> [TEXT TO READ]

The first part of his entire philosophy is centered around the absolute certainty that quote "life is a sentence of never ending suffering" and that every man desires to die in the end, because suffering ultimately outweighs happiness in life. According to Schopenhauer  Happiness is only temporary, while suffering is virtually permanent in life. Any attempts at happiness will only bring more suffering in the end, and a man's desires will never be fulfilled. (This is from his own writings). He states that the suffering of the world is ultimately due to our living, and that suffering is inevitable in life. He views suicide as a crime, and often cites religious views (such as Judaism) to back up his claims on such matters, giving the solvency he coined as "Antinatalism" which is essentially the position of opposition towards procreation. He's a pretty hardcore Death K philosopher, and it's extremely hard to run anything with him, his critiquing is much like Lanza's, and based around life being bad. That's just the larger part of his philosophy in a nutshell. Benetar and Lanza expand on Schopenhauer, I highly recommend reading them as well. He can be run with a Buddhism K however, as much of his thought is reflected from Buddhism. Keep in mind, he was an Atheist, alot of his writing were quite religious, but he himself was a solid atheist.

 

The second, less well known part, is about hatred and violence. He says hatred is part of what spurs inevitable suffering, a man's life is forever tormented due to his inability at perfection. This ties in with the overall concept of suffering in life.

> [Data lines]
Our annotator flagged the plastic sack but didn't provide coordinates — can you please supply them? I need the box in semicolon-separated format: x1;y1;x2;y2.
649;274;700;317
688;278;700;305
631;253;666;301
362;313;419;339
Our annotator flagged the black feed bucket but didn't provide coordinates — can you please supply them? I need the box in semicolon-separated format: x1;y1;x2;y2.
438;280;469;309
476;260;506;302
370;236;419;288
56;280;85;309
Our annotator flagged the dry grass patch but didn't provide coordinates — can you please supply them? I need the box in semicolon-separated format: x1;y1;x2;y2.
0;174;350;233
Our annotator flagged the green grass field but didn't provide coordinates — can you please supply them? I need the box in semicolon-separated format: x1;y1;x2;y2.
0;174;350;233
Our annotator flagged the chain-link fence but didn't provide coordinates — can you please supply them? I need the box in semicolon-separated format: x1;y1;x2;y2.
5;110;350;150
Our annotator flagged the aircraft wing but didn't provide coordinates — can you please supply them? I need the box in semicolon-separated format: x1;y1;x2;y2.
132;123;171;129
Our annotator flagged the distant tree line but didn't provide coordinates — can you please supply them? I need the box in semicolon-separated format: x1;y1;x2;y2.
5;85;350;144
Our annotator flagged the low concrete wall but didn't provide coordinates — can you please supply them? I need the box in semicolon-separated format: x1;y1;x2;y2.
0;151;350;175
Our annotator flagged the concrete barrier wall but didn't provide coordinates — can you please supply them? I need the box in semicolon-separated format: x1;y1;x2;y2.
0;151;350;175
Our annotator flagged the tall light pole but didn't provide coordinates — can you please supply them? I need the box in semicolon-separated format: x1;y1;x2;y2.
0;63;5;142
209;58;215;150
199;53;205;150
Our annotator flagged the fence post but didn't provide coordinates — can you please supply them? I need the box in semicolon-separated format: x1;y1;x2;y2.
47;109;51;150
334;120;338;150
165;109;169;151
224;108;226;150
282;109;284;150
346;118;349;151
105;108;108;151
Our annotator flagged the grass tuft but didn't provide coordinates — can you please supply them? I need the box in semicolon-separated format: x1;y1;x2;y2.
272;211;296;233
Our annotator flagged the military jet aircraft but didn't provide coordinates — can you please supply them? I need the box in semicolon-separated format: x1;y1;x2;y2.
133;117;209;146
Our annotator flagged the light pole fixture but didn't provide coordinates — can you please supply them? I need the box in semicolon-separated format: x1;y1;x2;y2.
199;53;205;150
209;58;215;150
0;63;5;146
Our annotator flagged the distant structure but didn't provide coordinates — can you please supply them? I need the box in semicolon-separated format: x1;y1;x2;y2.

> [WHAT IS ASKED]
- A) Copy out the listing above, from the line containing "Our annotator flagged the dry" through the line containing "5;85;350;144", reproducing those lines without any change.
- B) Continue the piece on Schopenhauer's philosophy from where it stops.

> [ANSWERS TO THE PROBLEMS]
- A)
Our annotator flagged the dry grass patch but didn't provide coordinates — can you please supply them? I need the box in semicolon-separated format: x1;y1;x2;y2.
0;174;350;233
Our annotator flagged the green grass field but didn't provide coordinates — can you please supply them? I need the box in semicolon-separated format: x1;y1;x2;y2.
0;174;350;233
Our annotator flagged the chain-link fence but didn't provide coordinates — can you please supply them? I need the box in semicolon-separated format: x1;y1;x2;y2.
5;110;350;150
Our annotator flagged the aircraft wing but didn't provide coordinates — can you please supply them? I need the box in semicolon-separated format: x1;y1;x2;y2.
132;123;171;129
Our annotator flagged the distant tree line but didn't provide coordinates — can you please supply them? I need the box in semicolon-separated format: x1;y1;x2;y2.
5;85;350;144

- B)
 

The third part is just about education and intelligence, it's not something unique however. 

 

The fourth part is on women. This is anti-fem K ish. He essentially says two things

 

1) Women must obey men... BUT

2) Women can think more rationally than men. 

 

These two claims seem to contradict each other, why should the more rational being obey one that is less rational? 

 

Politically, he just expresses a system of ethics.

 

Another part is animal welfare, he viewed animals as the same being as humans, essentially both were of equal moral value. 

 

On D and G

 

I don't know what your running, in terms of your kritik, and there's no way anyone can explain D and G in a nutshell (only certain parts, and we would have to know what exactly your trying to say) But I can lay down a few little helpful tips.

 

1st) The two most common solvency's associated with D and G are Nomadism and Art.

 

2nd) You should read Anti-Oedipus and A Thousand Plateaus, the two best and most famous works of Deleuze and Guatarri. 

 

3rd) DnG is complicated, and much higher level philosophy. People that claim to understand all of it are usually bs'ing. Maury definitely knows all D and G, but I myself only know bits and pieces, and the general knowledge of certain issues. I highly recommend Pming Maury, he is the master D and G tactician.

 

4th) Deleuze was for the destruction of Capitalism, and was well versed in Marxist Philosophy. His writings oftentimes reflect an Anti-Capitalist view that relates back to Marx. 

 

Hope this helped for now!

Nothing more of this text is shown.